(Records drawn from a dataset):

◇ ◇ ◇ ◇ ◇

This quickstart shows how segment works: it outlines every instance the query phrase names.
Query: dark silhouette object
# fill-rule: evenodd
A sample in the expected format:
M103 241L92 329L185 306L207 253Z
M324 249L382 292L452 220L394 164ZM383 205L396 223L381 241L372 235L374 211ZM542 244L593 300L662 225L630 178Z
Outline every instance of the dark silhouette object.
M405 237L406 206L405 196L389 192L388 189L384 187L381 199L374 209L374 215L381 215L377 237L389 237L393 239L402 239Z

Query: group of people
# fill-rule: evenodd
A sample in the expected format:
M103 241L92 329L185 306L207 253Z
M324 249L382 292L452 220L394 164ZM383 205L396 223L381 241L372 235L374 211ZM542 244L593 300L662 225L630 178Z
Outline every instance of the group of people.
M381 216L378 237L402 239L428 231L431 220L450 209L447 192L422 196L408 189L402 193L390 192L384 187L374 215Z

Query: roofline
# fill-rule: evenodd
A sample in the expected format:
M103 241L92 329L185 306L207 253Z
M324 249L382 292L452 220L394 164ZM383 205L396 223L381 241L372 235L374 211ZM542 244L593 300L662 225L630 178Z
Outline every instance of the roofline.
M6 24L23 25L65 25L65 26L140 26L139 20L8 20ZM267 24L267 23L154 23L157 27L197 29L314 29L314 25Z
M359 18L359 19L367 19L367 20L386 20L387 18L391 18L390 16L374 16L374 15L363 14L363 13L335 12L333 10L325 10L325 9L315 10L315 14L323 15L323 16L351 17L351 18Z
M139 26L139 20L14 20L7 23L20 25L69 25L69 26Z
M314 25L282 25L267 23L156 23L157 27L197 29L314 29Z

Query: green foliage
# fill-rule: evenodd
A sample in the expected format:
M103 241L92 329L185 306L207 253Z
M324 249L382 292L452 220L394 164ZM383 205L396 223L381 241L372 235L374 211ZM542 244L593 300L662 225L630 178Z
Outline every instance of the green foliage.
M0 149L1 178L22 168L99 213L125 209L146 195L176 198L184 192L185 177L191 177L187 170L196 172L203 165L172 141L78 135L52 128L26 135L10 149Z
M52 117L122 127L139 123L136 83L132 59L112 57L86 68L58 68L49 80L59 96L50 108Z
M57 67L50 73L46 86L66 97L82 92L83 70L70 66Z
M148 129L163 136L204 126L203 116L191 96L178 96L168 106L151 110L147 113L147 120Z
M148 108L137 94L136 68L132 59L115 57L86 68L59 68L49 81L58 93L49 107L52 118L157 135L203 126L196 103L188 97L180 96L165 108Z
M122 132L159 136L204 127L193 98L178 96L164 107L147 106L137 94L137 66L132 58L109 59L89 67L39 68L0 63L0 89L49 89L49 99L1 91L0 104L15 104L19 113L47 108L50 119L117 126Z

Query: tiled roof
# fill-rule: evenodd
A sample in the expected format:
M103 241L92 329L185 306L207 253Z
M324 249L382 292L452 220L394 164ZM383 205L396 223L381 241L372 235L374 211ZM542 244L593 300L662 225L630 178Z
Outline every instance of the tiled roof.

◇ ◇ ◇ ◇ ◇

(Activity):
Every entry above must be returned word for word.

(Solution to this exercise):
This quickstart shows how segment works: it outlines every instance the query phrase names.
Query: dark silhouette object
# fill-rule: evenodd
A sample in the expected format:
M103 241L92 329L185 306L207 253Z
M324 249L382 292L452 220L394 164ZM383 205L396 223L381 241L372 235L374 211ZM542 244L593 300L662 225L630 178Z
Outline every instance of the dark silhouette object.
M405 237L406 206L405 196L389 192L388 189L384 187L381 199L374 209L374 215L381 215L377 237L389 237L393 239L402 239Z

Query: group of people
# fill-rule: evenodd
A sample in the expected format:
M103 241L92 329L185 306L207 253Z
M324 249L382 292L452 220L394 164ZM383 205L396 223L381 241L372 235L374 211ZM542 244L593 300L662 225L630 178Z
Outline every instance of the group of people.
M381 216L378 237L402 239L428 231L431 220L450 209L447 192L422 196L408 189L402 193L390 192L384 187L374 215Z

Query: roofline
# fill-rule: evenodd
A sample in the expected format:
M103 241L92 329L185 306L207 253Z
M324 249L382 292L452 220L394 164ZM383 205L396 223L381 241L372 235L374 211ZM542 244L593 300L662 225L630 178Z
Outline every instance of the roofline.
M6 24L23 25L65 25L65 26L140 26L139 20L8 20ZM267 24L267 23L154 23L157 27L197 29L314 29L314 25Z
M359 18L359 19L367 19L367 20L386 20L387 18L391 18L390 16L374 16L374 15L363 14L363 13L335 12L333 10L325 10L325 9L315 10L315 14L323 15L323 16L351 17L351 18Z
M139 26L139 20L14 20L7 23L20 25L69 25L69 26Z
M314 25L282 25L267 23L156 23L157 27L197 29L314 29Z

Query: green foliage
# fill-rule: evenodd
A sample in the expected format:
M103 241L92 329L185 306L207 253Z
M324 249L382 292L452 220L394 164ZM383 205L396 223L381 241L372 235L374 211ZM542 244L593 300L662 225L630 178Z
Outline every instance of the green foliage.
M0 149L1 178L22 168L99 213L125 209L146 195L176 198L184 192L185 177L191 177L187 170L196 172L203 165L172 141L78 135L52 128L26 135L10 149Z
M52 117L122 127L139 123L136 83L132 59L112 57L86 68L58 68L49 80L59 96L50 108Z
M57 67L50 73L46 86L66 97L82 92L83 70L70 66Z
M148 129L163 136L204 126L203 116L191 96L178 96L168 106L151 110L147 113L147 120Z
M148 108L137 94L136 68L132 59L115 57L86 68L59 68L49 81L58 93L49 107L52 118L157 135L203 126L196 103L188 97L180 96L165 108Z
M122 132L159 136L204 127L193 98L178 96L164 107L147 106L137 94L137 66L132 58L109 59L89 67L39 68L0 63L0 89L49 89L49 99L1 91L0 104L15 104L19 113L47 108L50 119L117 126Z

Query: tiled roof
# fill-rule: evenodd
A sample in the expected format:
M103 241L92 329L185 306L207 253Z
M324 249L382 292L452 220L394 164ZM383 205L396 223L381 241L372 235L374 211ZM542 244L593 300L662 225L630 178Z
Outline every instance of the tiled roof.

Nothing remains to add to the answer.